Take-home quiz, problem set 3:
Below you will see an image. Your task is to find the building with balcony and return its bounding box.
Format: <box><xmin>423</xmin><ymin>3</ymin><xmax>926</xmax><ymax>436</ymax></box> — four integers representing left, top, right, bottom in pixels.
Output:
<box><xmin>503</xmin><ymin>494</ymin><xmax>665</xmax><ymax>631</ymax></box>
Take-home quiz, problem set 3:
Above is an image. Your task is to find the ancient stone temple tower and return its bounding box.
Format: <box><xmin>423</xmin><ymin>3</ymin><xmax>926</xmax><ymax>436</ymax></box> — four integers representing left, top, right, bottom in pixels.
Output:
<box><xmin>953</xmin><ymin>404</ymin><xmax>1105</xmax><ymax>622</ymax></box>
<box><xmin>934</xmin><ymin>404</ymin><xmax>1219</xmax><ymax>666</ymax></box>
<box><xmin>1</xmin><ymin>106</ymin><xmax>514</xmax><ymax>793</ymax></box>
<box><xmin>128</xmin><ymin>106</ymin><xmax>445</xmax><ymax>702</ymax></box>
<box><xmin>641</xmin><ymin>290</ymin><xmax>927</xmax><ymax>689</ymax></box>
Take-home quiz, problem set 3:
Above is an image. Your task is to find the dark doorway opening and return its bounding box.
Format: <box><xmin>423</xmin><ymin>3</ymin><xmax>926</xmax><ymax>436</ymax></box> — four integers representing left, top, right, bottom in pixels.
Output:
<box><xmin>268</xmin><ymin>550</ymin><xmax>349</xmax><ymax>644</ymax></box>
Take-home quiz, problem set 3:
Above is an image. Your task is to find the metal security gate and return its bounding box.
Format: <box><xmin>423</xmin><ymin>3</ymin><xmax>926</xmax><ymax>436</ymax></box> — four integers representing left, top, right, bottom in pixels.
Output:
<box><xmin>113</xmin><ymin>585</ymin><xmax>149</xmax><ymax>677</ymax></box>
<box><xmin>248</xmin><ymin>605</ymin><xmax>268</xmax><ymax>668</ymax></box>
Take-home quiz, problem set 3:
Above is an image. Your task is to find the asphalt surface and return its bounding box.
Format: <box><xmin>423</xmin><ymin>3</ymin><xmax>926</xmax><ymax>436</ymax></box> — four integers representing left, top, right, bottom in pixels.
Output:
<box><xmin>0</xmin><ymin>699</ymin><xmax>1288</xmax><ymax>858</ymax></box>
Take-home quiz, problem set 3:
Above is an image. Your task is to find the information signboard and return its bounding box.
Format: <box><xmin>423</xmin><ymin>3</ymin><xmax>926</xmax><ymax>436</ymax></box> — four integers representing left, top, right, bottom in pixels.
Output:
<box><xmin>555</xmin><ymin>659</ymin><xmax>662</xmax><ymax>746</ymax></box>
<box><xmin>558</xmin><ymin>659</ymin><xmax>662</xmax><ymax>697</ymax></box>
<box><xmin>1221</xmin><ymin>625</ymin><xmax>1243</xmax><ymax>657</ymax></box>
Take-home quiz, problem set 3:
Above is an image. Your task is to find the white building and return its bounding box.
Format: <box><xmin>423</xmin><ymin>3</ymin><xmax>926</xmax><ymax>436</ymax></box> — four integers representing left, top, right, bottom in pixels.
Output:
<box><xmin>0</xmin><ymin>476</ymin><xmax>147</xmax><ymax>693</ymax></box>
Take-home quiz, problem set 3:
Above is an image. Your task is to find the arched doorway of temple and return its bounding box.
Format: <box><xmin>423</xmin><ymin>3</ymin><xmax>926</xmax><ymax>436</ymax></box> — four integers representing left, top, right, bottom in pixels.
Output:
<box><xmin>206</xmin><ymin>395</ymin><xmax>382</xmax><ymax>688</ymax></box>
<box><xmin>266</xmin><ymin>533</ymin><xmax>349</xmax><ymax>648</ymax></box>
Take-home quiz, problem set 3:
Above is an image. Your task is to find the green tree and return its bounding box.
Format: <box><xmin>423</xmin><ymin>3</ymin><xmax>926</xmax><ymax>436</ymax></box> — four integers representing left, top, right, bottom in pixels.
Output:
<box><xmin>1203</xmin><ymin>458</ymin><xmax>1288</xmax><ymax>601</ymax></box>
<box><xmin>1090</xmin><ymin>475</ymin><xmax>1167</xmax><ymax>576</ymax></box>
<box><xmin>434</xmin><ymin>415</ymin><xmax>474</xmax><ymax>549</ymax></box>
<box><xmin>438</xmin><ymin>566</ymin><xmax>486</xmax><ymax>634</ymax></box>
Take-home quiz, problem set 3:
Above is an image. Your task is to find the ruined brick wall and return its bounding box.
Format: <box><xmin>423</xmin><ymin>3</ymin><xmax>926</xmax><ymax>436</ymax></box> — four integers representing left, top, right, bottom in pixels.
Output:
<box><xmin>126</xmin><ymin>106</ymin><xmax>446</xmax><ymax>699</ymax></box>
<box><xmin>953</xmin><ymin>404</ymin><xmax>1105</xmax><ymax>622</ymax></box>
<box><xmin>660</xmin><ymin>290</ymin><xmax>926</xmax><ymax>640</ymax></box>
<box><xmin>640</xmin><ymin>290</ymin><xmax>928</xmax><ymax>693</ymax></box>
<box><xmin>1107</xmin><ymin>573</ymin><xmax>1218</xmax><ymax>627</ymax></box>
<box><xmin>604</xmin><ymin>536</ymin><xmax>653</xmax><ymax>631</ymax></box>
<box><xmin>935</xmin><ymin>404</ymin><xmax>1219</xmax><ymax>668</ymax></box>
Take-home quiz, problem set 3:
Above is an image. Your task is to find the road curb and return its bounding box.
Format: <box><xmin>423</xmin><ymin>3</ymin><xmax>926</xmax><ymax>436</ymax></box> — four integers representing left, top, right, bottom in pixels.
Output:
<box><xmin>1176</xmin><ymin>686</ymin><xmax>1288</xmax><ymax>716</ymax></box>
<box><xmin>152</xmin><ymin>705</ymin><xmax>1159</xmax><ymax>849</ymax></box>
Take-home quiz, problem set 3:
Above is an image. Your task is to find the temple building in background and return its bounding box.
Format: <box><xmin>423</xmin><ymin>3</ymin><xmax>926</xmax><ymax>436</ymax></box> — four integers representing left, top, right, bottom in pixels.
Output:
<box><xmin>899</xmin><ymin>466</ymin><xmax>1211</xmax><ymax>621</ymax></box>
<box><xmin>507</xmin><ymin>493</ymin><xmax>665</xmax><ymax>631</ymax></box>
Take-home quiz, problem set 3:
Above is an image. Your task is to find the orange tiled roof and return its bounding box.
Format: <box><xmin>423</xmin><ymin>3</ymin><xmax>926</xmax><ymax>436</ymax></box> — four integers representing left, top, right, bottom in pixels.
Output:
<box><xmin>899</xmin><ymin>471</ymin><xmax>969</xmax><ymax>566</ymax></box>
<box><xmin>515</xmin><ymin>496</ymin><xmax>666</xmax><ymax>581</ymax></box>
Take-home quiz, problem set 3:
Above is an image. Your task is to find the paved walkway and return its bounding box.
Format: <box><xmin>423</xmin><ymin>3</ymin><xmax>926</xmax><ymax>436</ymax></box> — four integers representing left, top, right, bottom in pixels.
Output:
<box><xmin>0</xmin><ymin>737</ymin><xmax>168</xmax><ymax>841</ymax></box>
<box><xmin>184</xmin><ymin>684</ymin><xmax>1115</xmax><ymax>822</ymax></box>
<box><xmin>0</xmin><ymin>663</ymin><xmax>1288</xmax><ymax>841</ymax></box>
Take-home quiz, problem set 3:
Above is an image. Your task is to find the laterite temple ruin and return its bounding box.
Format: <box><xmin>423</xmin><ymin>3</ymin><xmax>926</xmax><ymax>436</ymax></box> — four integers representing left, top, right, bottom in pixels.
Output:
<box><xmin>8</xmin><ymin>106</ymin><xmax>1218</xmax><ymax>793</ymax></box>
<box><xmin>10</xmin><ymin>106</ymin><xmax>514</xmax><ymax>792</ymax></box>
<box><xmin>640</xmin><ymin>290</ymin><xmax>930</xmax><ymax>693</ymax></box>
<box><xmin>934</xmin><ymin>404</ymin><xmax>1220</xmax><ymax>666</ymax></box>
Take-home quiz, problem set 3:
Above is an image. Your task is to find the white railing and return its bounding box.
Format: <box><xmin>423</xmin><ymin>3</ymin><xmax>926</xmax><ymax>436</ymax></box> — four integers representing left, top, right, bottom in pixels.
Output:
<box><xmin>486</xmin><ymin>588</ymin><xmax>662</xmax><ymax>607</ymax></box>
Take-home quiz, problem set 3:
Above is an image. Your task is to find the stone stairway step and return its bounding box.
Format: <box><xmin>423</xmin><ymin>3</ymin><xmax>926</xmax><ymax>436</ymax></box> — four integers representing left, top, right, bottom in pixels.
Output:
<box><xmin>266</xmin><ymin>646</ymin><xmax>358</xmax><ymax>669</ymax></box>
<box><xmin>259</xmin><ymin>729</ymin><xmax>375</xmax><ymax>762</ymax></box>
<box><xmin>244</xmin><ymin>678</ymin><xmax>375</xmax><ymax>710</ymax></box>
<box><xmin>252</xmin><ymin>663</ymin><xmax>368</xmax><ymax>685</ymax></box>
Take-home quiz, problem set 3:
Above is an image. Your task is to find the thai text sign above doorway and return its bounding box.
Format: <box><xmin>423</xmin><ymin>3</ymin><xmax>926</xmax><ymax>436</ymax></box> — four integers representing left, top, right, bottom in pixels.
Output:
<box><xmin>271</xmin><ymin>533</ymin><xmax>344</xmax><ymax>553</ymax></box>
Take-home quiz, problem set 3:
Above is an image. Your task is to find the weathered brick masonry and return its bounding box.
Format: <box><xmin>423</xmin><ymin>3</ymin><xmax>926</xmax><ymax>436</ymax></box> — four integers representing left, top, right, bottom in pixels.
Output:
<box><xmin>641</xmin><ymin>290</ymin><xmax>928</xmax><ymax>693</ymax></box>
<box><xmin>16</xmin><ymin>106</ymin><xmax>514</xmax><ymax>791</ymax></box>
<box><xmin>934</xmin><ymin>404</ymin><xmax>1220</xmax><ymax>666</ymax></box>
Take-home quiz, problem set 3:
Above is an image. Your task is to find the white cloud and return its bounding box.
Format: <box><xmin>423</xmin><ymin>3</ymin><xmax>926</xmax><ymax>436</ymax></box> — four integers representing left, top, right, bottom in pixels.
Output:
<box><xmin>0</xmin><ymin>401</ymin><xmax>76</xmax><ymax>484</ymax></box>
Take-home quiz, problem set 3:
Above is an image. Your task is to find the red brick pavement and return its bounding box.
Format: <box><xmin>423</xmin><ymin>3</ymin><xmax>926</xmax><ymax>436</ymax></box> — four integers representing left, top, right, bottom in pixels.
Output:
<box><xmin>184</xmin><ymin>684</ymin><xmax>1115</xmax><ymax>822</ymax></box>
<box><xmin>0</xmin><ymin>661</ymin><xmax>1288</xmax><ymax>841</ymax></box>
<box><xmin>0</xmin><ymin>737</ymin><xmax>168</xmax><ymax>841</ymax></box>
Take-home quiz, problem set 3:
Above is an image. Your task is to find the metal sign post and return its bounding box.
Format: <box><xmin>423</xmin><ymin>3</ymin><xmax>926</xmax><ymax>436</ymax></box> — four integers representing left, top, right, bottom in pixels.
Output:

****************

* EXERCISE REQUIREMENTS *
Please extract every line of the listing above that contains the string "brick". Case counts.

* ANSWER TO THE PROBLEM *
Above is an image. Your task is to find the ruined brick wall and return its bounding box.
Above is an image. Your task is to find the weathered brick masonry and return its bounding box.
Above is an image. Your task is to find the red brick pavement and return its bounding box.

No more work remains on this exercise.